### Supplied text ###

To protect against this,
the Indian government wants to relocate a small number of lions to a
park 600km away in the neighbouring state of Madhya Pradesh. But
Gujarat’s chief minister, the controversial and nationalistic Narendra
Modi, has repeatedly refused to part with any lions, saying they are,
in every sense, “Gujarat’s pride”. Even offers of tigers or cheetahs in
exchange for lions have failed to entice Mr Modi.
Now, after
more than 15 years of negotiations, proponents of the plan are hoping
that the Asiatic lion’s future will finally be secured when the Supreme
Court rules on the issue next month. “Fundamentally, it is a matter of
not having all your eggs in one basket,” Ravi Chellam, the director of
India’s Wildlife Conservation Society, said in an interview. “The
translocation plan is simply an insurance policy for the long-term
survival of the Asiatic lion.”
Having been celebrated in
European and Asian art and literature as symbols of bravery and
nobility for millennia, by the turn of the last century the Asiatic
lions had almost been hunted into extinction. Gir was one of the
few places the lions still roamed free and if it had not been for a
strange twist of fate they would have been eradicated there,
too. In 1900, the nawab of Junagadh invited the viceroy of India,
Lord Curzon, to Gir to shoot lions. On arriving in Gujarat, however,
the viceroy learnt that there were as few as 20 lions left and urged
the Nawab to protect them.
“The present generation owes it to
its successors to restore the only species of a large mammal lost in
the plains of India in historical times,” Lord Curzon wrote to the
Burma Game Preservation Association at the time. “Failure to do so
would not be forgiven by the judgement of history.” Thus, in one of the
first acts of its kind in India, the nawab banned the lions’
slaughter. After the turmoil of independence and partition,
India’s new government also enacted laws to protect the lions, banning
lion hunting in 1955, and declaring Gir a sanctuary in 1965.
By
the early nineties however, conservationists were voicing concerns that
Gir was overcrowded and a second home was needed to ensure the lions’
survival. An outbreak of canine distemper in Tanzania’s Serengeti Park
in 1994 killed more than 1,000 common African lions, adding weight to
their argument, and in 1995 the federal government approved a plan to
relocate a handful of lions to Kuno in Madhya Pradesh.
The
government spent millions of rupees resettling the new park’s human
population and boosting the number of prey. But it never secured
Gujarat’s agreement to part with the lions, and in 2001 – the year the
lions were supposed to be transferred – Mr Modi became Gujarat’s chief
minister. The deadlock between Gujarat and the central government
deepened when in 2004 Mr Modi’s Bharatiya Janata Party was defeated by
the Congress Party in a general election. Subsequent attempts to
persuade Gujarat to supply lions to Kuno failed and in 2008, a group of
conservationists took the state to court.

### Listing ###

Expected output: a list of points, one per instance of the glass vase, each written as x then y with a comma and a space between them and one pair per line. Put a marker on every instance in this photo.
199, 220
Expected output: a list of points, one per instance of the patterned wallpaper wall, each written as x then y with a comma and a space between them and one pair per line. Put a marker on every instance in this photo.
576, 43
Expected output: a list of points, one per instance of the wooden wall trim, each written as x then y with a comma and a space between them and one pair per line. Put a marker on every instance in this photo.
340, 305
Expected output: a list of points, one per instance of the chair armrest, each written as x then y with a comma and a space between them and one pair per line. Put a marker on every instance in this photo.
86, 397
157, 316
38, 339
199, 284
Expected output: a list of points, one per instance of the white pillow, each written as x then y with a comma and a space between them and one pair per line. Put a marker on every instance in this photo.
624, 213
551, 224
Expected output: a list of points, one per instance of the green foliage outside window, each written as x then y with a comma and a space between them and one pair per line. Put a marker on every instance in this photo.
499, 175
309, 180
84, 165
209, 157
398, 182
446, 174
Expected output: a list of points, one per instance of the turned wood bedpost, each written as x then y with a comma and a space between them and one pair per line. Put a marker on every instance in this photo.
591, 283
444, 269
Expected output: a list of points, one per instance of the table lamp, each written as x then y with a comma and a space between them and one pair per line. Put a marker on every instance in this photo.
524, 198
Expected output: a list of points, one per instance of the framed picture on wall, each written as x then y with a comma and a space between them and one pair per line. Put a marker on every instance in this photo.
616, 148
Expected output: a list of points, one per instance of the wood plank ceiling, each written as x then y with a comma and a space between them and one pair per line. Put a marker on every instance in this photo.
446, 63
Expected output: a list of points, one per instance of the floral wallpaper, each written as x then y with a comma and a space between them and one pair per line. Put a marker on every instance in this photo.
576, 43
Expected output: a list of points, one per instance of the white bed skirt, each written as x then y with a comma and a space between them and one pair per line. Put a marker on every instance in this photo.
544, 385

###

Your task:
Please answer these from the Asiatic lion text, one line each:
1. In what year did the nawab of Junagadh invite Lord Curzon to Gir to shoot lions?
2. In what year was Gir declared a sanctuary?
3. How many common African lions did the 1994 canine distemper outbreak in the Serengeti kill?

Output of the task:
1. 1900
2. 1965
3. More than 1,000